> RECORDS SUPPLIED:
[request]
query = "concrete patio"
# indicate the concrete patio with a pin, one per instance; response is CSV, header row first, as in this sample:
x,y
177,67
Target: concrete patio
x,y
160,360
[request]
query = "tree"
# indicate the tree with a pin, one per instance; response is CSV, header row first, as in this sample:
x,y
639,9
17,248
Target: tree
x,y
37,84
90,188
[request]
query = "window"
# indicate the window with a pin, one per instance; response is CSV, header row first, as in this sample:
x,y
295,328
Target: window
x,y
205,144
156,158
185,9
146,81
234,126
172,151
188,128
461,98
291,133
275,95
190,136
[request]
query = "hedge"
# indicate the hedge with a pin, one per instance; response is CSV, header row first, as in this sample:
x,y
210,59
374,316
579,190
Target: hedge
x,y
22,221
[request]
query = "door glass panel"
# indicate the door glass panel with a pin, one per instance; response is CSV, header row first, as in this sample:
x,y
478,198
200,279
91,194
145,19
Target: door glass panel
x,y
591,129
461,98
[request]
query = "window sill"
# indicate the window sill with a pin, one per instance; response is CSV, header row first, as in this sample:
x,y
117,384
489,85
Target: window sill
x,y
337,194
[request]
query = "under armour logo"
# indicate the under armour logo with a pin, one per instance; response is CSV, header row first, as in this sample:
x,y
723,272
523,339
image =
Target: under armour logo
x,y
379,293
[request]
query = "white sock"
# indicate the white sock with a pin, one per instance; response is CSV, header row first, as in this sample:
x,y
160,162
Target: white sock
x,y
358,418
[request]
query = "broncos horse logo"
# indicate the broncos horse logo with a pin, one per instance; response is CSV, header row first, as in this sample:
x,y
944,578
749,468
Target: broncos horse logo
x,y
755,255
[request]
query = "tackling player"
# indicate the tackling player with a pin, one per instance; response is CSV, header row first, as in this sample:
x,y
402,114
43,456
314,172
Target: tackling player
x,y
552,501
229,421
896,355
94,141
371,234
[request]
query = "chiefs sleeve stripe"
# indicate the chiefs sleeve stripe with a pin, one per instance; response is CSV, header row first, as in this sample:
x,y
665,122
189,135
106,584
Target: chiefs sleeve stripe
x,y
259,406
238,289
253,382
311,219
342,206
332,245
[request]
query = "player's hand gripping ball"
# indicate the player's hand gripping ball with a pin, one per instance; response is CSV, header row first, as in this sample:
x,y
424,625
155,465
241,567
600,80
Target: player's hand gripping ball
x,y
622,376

> BRIEF: Return each line of the records above exactly as it reads.

> REPLY:
[request]
query = "concrete patio"
# indicate the concrete patio with a pin, one per instance; response is CSV, header row first, as in this sample:
x,y
177,67
Target: concrete patio
x,y
160,360
[request]
query = "tree"
# indicate the tree with a pin, one per instance; response is CSV, header row first, as in this sample:
x,y
639,9
17,248
Target: tree
x,y
37,84
90,188
[request]
query = "window"
# indicate the window with a pin, one per instance; response is CSV, header row first, as in this sample:
x,y
295,328
Target: window
x,y
205,144
156,158
185,9
146,81
234,126
172,151
188,128
461,98
291,133
275,95
190,136
[request]
query = "hedge"
# indicate the hedge with a pin, one per instance; response is CSV, header row first, as in this sample:
x,y
210,59
374,316
579,190
Target: hedge
x,y
22,221
[request]
query = "door glass panel"
# indicate the door glass panel with a pin, one per instance; response is CSV, header row first, as in this sample:
x,y
478,198
200,279
91,194
145,19
Target: door glass panel
x,y
591,129
461,98
[request]
query = "window sill"
# indicate the window sill with a pin, one per instance; response is CSV, header row first, as in this sample:
x,y
117,384
489,85
Target: window sill
x,y
337,194
[request]
query = "under armour logo"
# indicate the under armour logo with a pin, one per instance; response is CSV, header row first, as in this sample:
x,y
723,272
523,339
image =
Target: under armour logo
x,y
379,293
[request]
query = "white sock"
# indicate the white sock with a pin, one per instance; response is CSV, header row first, as in this sample:
x,y
160,162
Target: white sock
x,y
358,418
[request]
query = "broncos horse logo"
# indicate the broncos horse logo with a pin, one per instance; response is CSV, header row first, as in this sample:
x,y
944,578
749,468
Target: broncos horse logo
x,y
755,255
[request]
query = "tackling player"
# indicate the tackling player with a pin, one per instance; response is CSV, header row first, as in this sample:
x,y
402,114
43,456
314,172
Target: tackling player
x,y
552,501
229,421
896,355
94,141
371,234
[request]
query = "chiefs sleeve stripe"
# indicate the chiefs sleeve stripe with a pin, one per instance; response is CSV, header row first, as in this sample:
x,y
665,122
189,135
106,584
Target: chiefs sleeve stripe
x,y
259,406
238,289
253,382
311,219
342,206
332,245
[request]
query = "player's hand gripping ball"
# indicate the player's hand gripping ball with a pin, one per instance; response is CSV, header row first, as in this sample:
x,y
424,625
155,465
241,567
600,80
Target: player's hand gripping ball
x,y
622,376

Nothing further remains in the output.